EXTRACTED INFORMATION:
========================================================================
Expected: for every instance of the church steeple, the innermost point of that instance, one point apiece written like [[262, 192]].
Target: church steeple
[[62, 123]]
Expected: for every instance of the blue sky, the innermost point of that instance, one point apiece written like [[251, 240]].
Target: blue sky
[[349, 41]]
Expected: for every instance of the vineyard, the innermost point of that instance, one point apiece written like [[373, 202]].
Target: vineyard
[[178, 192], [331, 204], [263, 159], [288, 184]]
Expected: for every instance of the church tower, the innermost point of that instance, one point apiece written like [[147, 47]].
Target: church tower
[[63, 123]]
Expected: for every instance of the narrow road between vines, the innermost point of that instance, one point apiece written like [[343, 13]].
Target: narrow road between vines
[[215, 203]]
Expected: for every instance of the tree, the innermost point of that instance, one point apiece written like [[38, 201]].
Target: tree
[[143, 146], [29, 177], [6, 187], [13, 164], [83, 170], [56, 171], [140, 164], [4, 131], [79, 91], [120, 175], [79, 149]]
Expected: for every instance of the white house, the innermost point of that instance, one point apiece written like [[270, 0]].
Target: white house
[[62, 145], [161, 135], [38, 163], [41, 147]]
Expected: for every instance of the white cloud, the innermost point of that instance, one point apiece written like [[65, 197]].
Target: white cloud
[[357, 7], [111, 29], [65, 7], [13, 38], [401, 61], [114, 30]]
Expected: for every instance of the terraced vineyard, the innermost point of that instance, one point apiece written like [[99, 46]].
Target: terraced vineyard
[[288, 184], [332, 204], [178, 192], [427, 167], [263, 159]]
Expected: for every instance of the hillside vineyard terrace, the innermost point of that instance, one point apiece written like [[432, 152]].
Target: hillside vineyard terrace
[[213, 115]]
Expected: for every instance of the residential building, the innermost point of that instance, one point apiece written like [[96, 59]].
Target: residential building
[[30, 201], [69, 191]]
========================================================================
WRITTEN PROBLEM:
Please rewrite the stretch from the line containing "Expected: for every instance of the residential" through the end of the data, keeping every line unchanged except the answers, where each coordinate is shifted by adding 103.

FINAL RESULT:
Expected: for every instance of the residential building, the innermost point of that instance, one point apiece written like [[96, 59]].
Target: residential building
[[133, 304], [172, 294]]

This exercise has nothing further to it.